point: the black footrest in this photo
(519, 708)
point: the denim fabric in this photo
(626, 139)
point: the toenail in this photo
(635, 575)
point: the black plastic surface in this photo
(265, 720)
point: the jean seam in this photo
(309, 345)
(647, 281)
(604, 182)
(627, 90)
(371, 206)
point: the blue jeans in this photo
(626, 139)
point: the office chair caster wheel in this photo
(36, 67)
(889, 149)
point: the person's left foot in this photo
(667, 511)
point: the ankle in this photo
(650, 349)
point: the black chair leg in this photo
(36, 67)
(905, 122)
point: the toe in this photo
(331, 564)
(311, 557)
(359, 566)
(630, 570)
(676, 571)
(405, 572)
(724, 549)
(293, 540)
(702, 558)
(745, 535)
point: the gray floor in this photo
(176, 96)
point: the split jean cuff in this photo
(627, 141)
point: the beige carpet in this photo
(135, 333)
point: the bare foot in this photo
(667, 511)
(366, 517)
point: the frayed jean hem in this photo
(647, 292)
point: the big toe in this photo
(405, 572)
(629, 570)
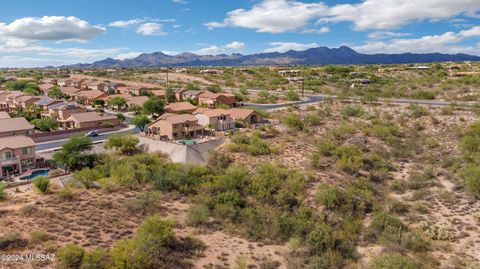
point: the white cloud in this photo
(211, 50)
(236, 45)
(214, 49)
(123, 24)
(273, 16)
(285, 46)
(51, 28)
(127, 55)
(391, 14)
(151, 28)
(444, 43)
(278, 16)
(386, 34)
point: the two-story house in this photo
(217, 119)
(17, 155)
(174, 127)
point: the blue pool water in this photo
(36, 173)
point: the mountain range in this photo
(313, 56)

———

• What the task asks
Without the pictures, restate all the entries above exactly.

• Answer below
point: the black footrest in this photo
(519, 708)
point: the denim fabric in this photo
(626, 139)
point: the toenail in this photo
(635, 575)
point: the black plastic surface in this photo
(265, 720)
point: the jean seam in this photo
(309, 345)
(647, 281)
(604, 182)
(627, 90)
(371, 206)
point: the blue jeans in this photo
(626, 139)
point: the office chair caster wheel in this photo
(36, 67)
(889, 149)
point: the person's left foot in this photo
(667, 511)
point: the ankle in this photo
(650, 349)
point: the black chair leg in this photo
(36, 67)
(905, 122)
point: the toe in this photo
(331, 564)
(311, 557)
(359, 566)
(630, 570)
(676, 571)
(405, 572)
(724, 549)
(293, 540)
(702, 558)
(745, 535)
point: the gray floor in this photo
(176, 96)
point: the split jean cuff in this photo
(627, 141)
point: the beige carpet in this photo
(135, 333)
point: the bare foot in this photo
(667, 511)
(366, 517)
point: the frayed jean hem in this photo
(647, 292)
point: the big toe in this photo
(405, 572)
(629, 570)
point: the white cloud in this photo
(211, 50)
(236, 45)
(214, 49)
(123, 24)
(273, 16)
(285, 46)
(51, 28)
(127, 55)
(391, 14)
(151, 28)
(444, 43)
(278, 16)
(386, 34)
point: the two-story house in this photo
(217, 119)
(17, 155)
(174, 127)
point: the blue pool water in this photo
(36, 173)
point: the mountain range in this photo
(313, 56)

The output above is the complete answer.